QUÉ SE PIDE:
A. Reescribe en forma de lista el párrafo del fragmento sobre la desigualdad de las mujeres que empieza con "Les dejo una última flor en el racimo de la disparidad", conservando sus datos principales.
B. Prolonga el fragmento sobre la desigualdad de las mujeres con un párrafo nuevo que siga a su última oración.

FRAGMENTO PROPORCIONADO:
---------------
Las inconsecuencias no paran. El interés evidente de estos estados neoliberales e incrustadamente capitalistas, por mantener los índices de natalidad a buen número conforme a las necesidades de las nóminas mal-pagas de empresas y multinacionales, se conjuga con la prohibición a la mujer por ser dueña de su cuerpo. Las declaraciones contra el aborto llegan llenas de valores y éticas manipuladas por el capital y el patriarcalismo que insisten en apoderarse de las libertades de la mujer. Sin embargo, los riesgos para las mujeres gestantes, el parto y el posparto son escandalosos. El embarazo, tan idolatrado por las iglesias, es completamente descuidado en países como el nuestro, donde mueren casi 500 mujeres al año[2]. Claro, el 50% de estas muertes se concentra en las poblaciones más pobres del país[3]. Las desigualdades no paran.

Les dejo una última flor en el racimo de la disparidad ¿No les parece que es un absurdo que, con la cantidad de avances tecnológicos y científicos que hoy tenemos, no se hayan encontrado métodos anticonceptivos para el uso regular de los hombres? Mientras que para las mujeres cada día se vende, se instala y se obliga a usar nuevos métodos que siempre traen efectos secundarios para nuestra salud. Somos nosotras las que tenemos que soportar hormonas, cobres, ligaduras y demás procedimientos que van agrietando nuestros cuerpos.

No cabe duda alguna sobre la infinidad de violencias que las mujeres tenemos que pasar fruto de la desigualdad en todos los aspectos de la vida en estas sociedades. Es necesario cambios que nos proporcionen mayores condiciones. Basta ya de pensar en una transformación en conjunto, a la par con los hombres. Es necesario ceder espacio a la mujer. Y quien tiene que ceder el espacio son los hombres. No necesitamos el mismo número de posibilidades que ellos, necesitamos más. No queremos igualdad en atención frente a los hombres, requerimos el doble y el triple para mujeres campesinas, indígenas y afros. No esperamos que la política, la economía y el estado luche por acabar la desigualdad de nuestros países, exigimos que estos den garantías, sobre todo a las mujeres, para tener espacios donde podamos representarnos a nosotras mismas; trato diferente frente a las demandas económicas femeninas; y cambios culturales que acepten el cuerpo de la mujer, con todas sus especificidades, y por ende, necesidades.
---------------
MATERIAL DE ESTUDIO:
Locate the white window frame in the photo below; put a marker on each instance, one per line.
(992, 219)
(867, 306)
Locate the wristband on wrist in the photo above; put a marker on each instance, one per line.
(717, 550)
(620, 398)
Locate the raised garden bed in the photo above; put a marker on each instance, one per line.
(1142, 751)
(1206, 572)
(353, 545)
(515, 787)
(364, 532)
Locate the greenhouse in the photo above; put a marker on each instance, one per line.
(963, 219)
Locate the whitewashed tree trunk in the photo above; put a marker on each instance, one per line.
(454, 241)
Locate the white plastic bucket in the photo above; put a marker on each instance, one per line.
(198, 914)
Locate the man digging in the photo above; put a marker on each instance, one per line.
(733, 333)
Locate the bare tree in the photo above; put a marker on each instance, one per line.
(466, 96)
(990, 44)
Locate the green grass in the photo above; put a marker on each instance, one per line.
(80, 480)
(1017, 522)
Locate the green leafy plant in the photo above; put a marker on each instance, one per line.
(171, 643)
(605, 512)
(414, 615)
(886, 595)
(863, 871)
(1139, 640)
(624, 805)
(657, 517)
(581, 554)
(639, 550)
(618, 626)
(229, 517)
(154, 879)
---------------
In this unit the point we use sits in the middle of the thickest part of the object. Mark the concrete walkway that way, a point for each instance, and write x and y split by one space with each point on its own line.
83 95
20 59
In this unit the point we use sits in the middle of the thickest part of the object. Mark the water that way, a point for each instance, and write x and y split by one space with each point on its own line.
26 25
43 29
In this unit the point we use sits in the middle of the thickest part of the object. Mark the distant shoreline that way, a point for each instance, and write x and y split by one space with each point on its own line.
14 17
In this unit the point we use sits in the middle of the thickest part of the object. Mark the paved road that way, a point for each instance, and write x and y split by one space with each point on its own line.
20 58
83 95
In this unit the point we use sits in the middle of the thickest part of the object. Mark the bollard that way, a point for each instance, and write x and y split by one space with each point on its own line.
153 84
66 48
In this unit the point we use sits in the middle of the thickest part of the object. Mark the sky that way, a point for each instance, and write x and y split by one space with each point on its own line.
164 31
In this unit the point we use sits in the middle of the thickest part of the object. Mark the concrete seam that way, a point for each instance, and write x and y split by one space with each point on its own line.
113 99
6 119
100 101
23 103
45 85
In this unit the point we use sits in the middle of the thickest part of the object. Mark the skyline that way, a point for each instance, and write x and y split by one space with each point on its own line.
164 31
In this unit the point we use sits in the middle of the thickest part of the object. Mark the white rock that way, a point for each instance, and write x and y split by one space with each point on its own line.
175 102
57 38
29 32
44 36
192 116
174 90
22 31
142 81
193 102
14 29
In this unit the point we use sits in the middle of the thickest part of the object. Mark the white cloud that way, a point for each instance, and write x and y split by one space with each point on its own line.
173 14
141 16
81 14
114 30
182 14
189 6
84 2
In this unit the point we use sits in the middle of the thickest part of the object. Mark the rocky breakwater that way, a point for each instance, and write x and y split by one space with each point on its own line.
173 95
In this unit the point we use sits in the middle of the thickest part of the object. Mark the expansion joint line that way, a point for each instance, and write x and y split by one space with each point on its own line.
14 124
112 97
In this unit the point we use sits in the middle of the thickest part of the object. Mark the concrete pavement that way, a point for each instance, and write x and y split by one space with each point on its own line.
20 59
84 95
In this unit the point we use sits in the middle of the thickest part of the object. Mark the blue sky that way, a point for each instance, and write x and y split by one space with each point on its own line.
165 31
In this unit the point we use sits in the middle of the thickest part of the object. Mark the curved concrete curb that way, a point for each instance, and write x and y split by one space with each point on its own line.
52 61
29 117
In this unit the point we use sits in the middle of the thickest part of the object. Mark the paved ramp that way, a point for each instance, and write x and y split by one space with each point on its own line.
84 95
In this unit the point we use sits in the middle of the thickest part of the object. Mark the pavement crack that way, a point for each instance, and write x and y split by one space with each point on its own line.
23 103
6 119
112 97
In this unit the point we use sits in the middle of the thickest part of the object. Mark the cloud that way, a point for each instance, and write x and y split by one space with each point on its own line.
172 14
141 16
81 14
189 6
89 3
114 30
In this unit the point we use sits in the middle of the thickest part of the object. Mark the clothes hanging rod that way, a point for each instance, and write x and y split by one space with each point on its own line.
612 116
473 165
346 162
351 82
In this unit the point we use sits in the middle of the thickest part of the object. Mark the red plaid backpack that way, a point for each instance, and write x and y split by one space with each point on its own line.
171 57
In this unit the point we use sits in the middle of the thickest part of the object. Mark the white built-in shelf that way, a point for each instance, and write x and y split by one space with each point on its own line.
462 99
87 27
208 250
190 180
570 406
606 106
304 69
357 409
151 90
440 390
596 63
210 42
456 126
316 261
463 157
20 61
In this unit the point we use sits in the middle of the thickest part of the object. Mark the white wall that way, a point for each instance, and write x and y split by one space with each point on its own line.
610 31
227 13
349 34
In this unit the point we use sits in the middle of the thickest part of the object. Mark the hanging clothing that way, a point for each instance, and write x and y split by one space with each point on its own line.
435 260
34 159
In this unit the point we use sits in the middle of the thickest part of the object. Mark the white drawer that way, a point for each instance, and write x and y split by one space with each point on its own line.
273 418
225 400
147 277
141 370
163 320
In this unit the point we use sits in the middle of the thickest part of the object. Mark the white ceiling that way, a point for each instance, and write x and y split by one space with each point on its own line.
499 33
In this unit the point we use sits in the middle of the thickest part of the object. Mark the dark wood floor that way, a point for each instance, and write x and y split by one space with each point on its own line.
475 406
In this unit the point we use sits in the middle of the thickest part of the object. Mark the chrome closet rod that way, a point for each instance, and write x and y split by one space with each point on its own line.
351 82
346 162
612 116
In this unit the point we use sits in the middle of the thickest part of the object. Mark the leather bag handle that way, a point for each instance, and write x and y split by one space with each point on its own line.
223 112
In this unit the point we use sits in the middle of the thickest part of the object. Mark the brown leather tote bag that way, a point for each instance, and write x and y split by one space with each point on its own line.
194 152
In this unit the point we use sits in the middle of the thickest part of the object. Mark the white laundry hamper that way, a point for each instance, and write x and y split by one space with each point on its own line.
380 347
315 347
---------------
RESPUESTAS:
A.
- Pese a los muchos avances tecnológicos y científicos actuales, no se han encontrado métodos anticonceptivos para el uso regular de los hombres.
- A las mujeres, en cambio, cada día se les venden, instalan y obligan a usar nuevos métodos, que siempre traen efectos secundarios para su salud.
- Son ellas quienes soportan hormonas, cobres, ligaduras y demás procedimientos que van agrietando sus cuerpos.

B.
Imagino que tanto lectoras como lectores, les debe parecer un absurdo mis anteriores afirmaciones, las calificaran como exageraciones feministas. Las y los entiendo. Estas sociedades son tan increíblemente machistas, que es inconcebible que, tanto estado como población, tengan que considerar nuevos mecanismos para que nosotras podamos tener una vida más digna, satisfactoria y con garantías en todos los escenarios de acción. Muchas mujeres estarán pensado que no quieren ventilar cuando estén o no sangrando, otras muchas castigan a quienes decidimos detener un embarazo, y muchísimas no querrán salir de las comodidades que les dio la clase donde nacieron. Durante generaciones nos han ensañado a avergonzarnos por nuestro sangrado, nos han tatuado en el comportamiento una debilidad tácita que nos impide imponernos y hasta hablar, nos han inducido a mantenernos cómodas con una casa limpia, un marido medianamente respetuoso y unos hijos que garantizaran compañía en la vejez. Es lógico que ahora, tu mi querida lectora, me estés queriendo tapar la boca y mandar al cuarto. Lo siento, no podré callar.

Este 8 de marzo invito a salir a las calles con nuestra sangre en las piernas, con nuestras millones de facturas de tampones, toallas, recolectores menstruales, óvulos, pastillas, inyecciones anticonceptivas que asuelan nuestros salarios. Salgamos con los centenares de órdenes ginecológicas que año tras año tenemos que aguantar y hasta rogar a que la EPS asignada cumpla y lleve a buen fin. Salgamos, una vez más para gritar que este cuerpo es nuestro, que nosotras decidimos sobre él y que exigimos el trato de calidad frente a nuestras necesidades biológicas, políticas, económicas, sociales y culturales.